Com a maioria absoluta, abre-se ao governo uma nova oportunidade para desenvolver políticas reformistas em diferentes domínios, sem contemporizar com pressões corporativas, partidárias ou ideológicas que pouco ou nada têm a ver com o interesse público. Na saúde, há muito que se reclamam reformas que façam reduzir os tempos de espera no acesso, o excesso de urgências ou o desperdício crónico de recursos (de pessoas mas, sobretudo, de instalações e equipamentos subutilizados). Sucessivos governos têm adiado as decisões que se impõem, umas vezes por medo das reações adversas dos interesses instalados, outras vezes por jogos políticos que preferem equilíbrios e pequenos compromissos conjunturais, do que atacar verdadeiramente os problemas, que se arrastam e agravam. A ministra da saúde conhece muito bem o setor e já demonstrou capacidade e energia ao longo destes anos, nomeadamente na forma como liderou a luta contra a Covid.
Por isso, deixo-lhe 10 sugestões sobre outras tantas mudanças críticas na área da saúde:
- Seja proativa e lidere a iniciativa política
Temos assistido nos últimos anos à pressão constante das corporações e dos sindicatos, lutando por medidas que satisfaçam os seus interesses, muitas vezes de forma avulsa e contraditória. Os governos têm-se deixado enredar nessa agenda reivindicativa, respondendo aqui e ali com decisões pontuais que apenas acalmam temporariamente os interesses, mas nunca atingem o cerne dos problemas. A ministra da saúde deveria retomar o diálogo com as ordens profissionais, mas apresentando um plano articulado de reformas que as envolva e que explique o sentido e a orientação que se pretende imprimir. Sabemos que as ordens têm tido um comportamento hostil, por vezes deselegante e desrespeitoso, mas é tempo de ultrapassar mágoas e demonstrar vontade em transformar o que está mal.
- Reavalie o funcionamento dos cuidados de saúde primários
Vivemos, nesta matéria, num equívoco. As mudanças introduzidas com o advento das USF trouxeram algum valor acrescentado no atendimento e controlo de algumas patologias. Mas rapidamente demostraram as suas limitações e estrangulamentos, deixando de corresponder às expetativas dos cidadãos. As urgências hospitalares não param de aumentar, alimentadas por casos que deveriam ser resolvidos nos cuidados primários. A maioria dos utentes não consegue contacto com o seu médico de família ou obter uma consulta para o próprio dia, os médicos de família não vão a casa dos seus doentes mais frágeis e mais idosos e com fortes debilidades de mobilização. Muitos dos indicadores utilizados para avaliar os cuidados primários não passam de boas intenções, inconsequentes para melhorar a vida dos doentes. O controlo da diabetes, da hipertensão ou da insuficiência cardíaca não se faz com meros registos de sinalização administrativa. Pressupõe a criação de indicadores que avaliem a situação de saúde de cada doente, com dados clínicos objetivos que ilustrem o valor criado e evitem as idas às urgências.
Por outro lado, impõe-se uma atualização urgente do número de utentes por médico de família, quando sabemos que há mais utentes do que cidadãos. Há irrefutavelmente muitos “inscritos fictícios”, ou porque estão registados em mais do que um médico, ou porque não residem em Portugal (estrangeiros com residência temporária e que partiram ou portugueses que emigraram). Com esta revisão dos inscritos iriamos abrir vagas para mais utentes que se estima em mais de 30% por médico (cerca de 500 utentes).

== Os dados ==
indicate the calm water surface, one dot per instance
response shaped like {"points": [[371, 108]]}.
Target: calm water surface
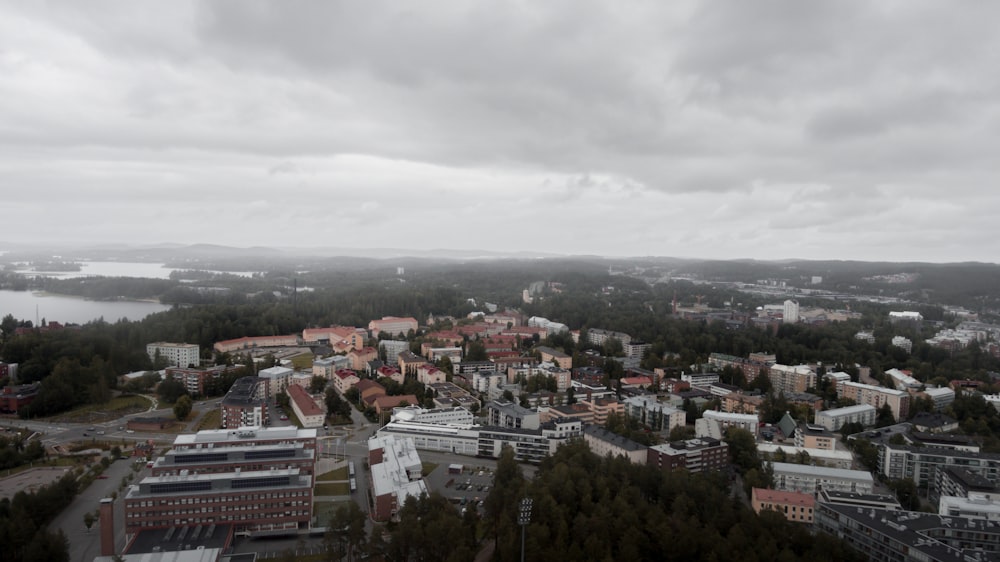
{"points": [[72, 310]]}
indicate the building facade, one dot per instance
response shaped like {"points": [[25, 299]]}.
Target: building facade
{"points": [[175, 354]]}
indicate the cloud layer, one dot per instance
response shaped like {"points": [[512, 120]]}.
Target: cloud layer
{"points": [[771, 129]]}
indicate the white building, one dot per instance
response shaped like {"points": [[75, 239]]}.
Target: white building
{"points": [[396, 474], [653, 413], [393, 348], [790, 312], [446, 416], [902, 379], [978, 504], [177, 354], [278, 379], [749, 422], [941, 396], [834, 419], [865, 336], [549, 326], [811, 479], [902, 343]]}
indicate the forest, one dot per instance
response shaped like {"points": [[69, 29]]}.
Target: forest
{"points": [[80, 364], [589, 508]]}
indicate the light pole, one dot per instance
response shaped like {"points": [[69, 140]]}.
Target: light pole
{"points": [[523, 518]]}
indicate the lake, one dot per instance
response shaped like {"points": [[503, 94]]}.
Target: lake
{"points": [[107, 269], [72, 310]]}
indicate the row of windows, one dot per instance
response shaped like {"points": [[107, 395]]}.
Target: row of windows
{"points": [[220, 499], [221, 519], [263, 508]]}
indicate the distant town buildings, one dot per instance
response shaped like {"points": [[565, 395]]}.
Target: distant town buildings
{"points": [[175, 354]]}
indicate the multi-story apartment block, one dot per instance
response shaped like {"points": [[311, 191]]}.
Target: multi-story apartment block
{"points": [[359, 358], [749, 422], [924, 464], [278, 379], [602, 408], [310, 413], [789, 378], [790, 312], [898, 401], [245, 404], [596, 336], [195, 380], [175, 354], [885, 534], [396, 474], [429, 374], [811, 479], [550, 355], [327, 366], [409, 362], [345, 379], [392, 326], [834, 419], [220, 488], [344, 338], [815, 437], [444, 416], [652, 413], [794, 506], [501, 413], [702, 454], [248, 450], [604, 443], [249, 343]]}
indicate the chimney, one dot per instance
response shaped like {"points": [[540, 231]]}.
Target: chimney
{"points": [[107, 523]]}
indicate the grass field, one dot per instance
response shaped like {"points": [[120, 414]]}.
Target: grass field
{"points": [[303, 362], [110, 410], [323, 510], [336, 474], [333, 489], [211, 420]]}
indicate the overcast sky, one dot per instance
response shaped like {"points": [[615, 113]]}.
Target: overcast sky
{"points": [[853, 130]]}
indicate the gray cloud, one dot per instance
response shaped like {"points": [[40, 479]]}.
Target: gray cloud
{"points": [[725, 129]]}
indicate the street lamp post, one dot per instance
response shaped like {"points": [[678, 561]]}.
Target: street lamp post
{"points": [[523, 518]]}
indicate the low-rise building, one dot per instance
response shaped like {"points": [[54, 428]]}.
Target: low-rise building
{"points": [[306, 409], [794, 506], [656, 415], [501, 413], [344, 380], [446, 416], [702, 454], [175, 354], [749, 422], [277, 379], [605, 443], [245, 404], [396, 474], [884, 534], [834, 419], [811, 479]]}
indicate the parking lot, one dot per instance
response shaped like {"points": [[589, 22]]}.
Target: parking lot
{"points": [[467, 489]]}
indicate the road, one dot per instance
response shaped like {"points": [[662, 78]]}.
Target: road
{"points": [[84, 544]]}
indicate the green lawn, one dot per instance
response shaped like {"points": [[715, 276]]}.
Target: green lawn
{"points": [[323, 510], [336, 474], [110, 410], [333, 489], [211, 420], [303, 362]]}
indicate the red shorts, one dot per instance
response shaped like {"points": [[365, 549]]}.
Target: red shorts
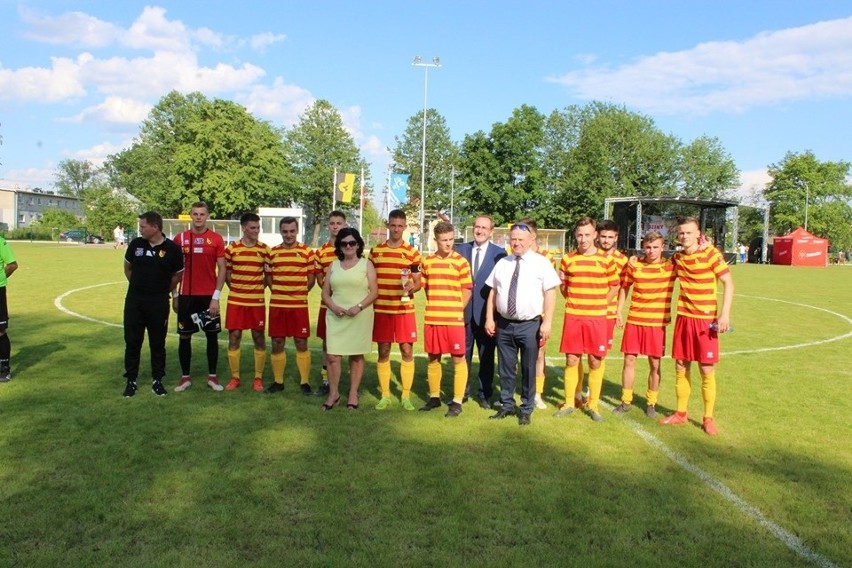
{"points": [[321, 323], [289, 322], [610, 332], [643, 340], [442, 339], [396, 328], [584, 335], [245, 317], [693, 340]]}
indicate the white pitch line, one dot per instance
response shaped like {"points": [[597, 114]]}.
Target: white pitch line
{"points": [[790, 540]]}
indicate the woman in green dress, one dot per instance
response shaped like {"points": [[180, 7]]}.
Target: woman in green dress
{"points": [[348, 292]]}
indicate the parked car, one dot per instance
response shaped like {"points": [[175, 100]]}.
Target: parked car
{"points": [[80, 236]]}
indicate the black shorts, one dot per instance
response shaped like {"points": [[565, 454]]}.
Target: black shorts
{"points": [[188, 305], [4, 310]]}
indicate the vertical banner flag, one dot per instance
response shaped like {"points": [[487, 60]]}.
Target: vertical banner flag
{"points": [[399, 187], [344, 187]]}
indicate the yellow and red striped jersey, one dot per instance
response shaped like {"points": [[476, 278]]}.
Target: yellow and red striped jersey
{"points": [[620, 261], [697, 274], [324, 256], [389, 263], [247, 267], [290, 269], [653, 284], [586, 280], [444, 280]]}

== Exercícios propostos ==
(a) Segundo o texto sobre as reformas na saúde, por que razão se impõe uma atualização urgente do número de utentes por médico de família? Responda em uma a três frases.
(b) Retome o texto sobre as reformas na saúde a partir da sua última frase.

== Respostas por exercício ==
(a) Porque há mais utentes inscritos do que cidadãos. Isto deve-se a muitos “inscritos fictícios”, que estão registados em mais do que um médico ou que não residem em Portugal, como estrangeiros com residência temporária que partiram ou portugueses que emigraram. A revisão dos inscritos abriria vagas para mais utentes, estimadas em mais de 30% por médico (cerca de 500 utentes).

(b)
Noutra perspetiva, a transferência de utentes para os serviços de urgência (deliberada ou por opção do inscrito) deveria ser objeto de medida, definindo-se padrões de referência aceitáveis e incentivos para a retenção pelo médico de família. Estes incentivos deveriam abranger as visitas domiciliárias e a articulação com os médicos hospitalares, situações que praticamente não acontecem e devemos estimular.
- Promova medidas que integrem a prestação de cuidados e reforcem a atenção sobre o doente crónico
A criação das Unidades Locais de Saúde foi, à época, com a Ministra Maria de Belém Roseira, uma iniciativa de grande visão mas que não teve o desenvolvimento que se esperava. Os dois eixos da resposta dessas unidades – cuidados primários e hospitalares – continuam separados, sem medidas efetivas de integração que permitam acompanhar os utentes e reduzir as urgências e as necessidades de internamento. Esta integração deverá ser aprofundada e só depois se deverá encara a criação de novas ULS.
O envelhecimento da população portuguesa (a segunda posição no índice de envelhecimento dos países europeus) recomendaria uma nova dinâmica na abordagem do doente crónico em que, infelizmente, sucessivos governos têm falhado. Não precisamos só de mais camas de cuidados continuados e de mais lares que as possam substituir (estes sem competências em cuidados de saúde, como se viu com a COVID). Precisamos de uma rede comunitária com diferentes valências (médica, de enfermagem, serviço social, psicologia, fisioterapia e terapia ocupacional, de cuidadores informais,etc.) que proporcione a continuidade de cuidados e mantenha o doente, sempre que possível, na sua comunidade, em articulação estreita com os cuidados de saúde primários e os hospitais. A liderança política desta ambição deve envolver vários ministérios, mas a saúde desempenha aqui o papel decisivo.
- Introduza medidas inovadoras no funcionamento das urgências
Os serviços de urgência hospitalar são um dos maiores sorvedouros de recursos humanos do SNS. A revisão das equipas, dimensionando-as melhor e de modo flexível à procura, passa por uma decisão política que trace novas regras de funcionamento: horários máximos de 8 horas contínuas para todos os profissionais, descanso obrigatório apenas nas 8 horas subsequentes, aumento dos limites de idade para a classe médica (60 anos durante o dia e 55 anos durante a noite), redução de horas contratadas a empresas de trabalho temporário. Este conjunto de medidas, a par de uma reorganização do modelo de atendimento, poderão contribuir para mais segurança na prestação, menos tempo de espera e encaminhamento mais rápido dos doentes.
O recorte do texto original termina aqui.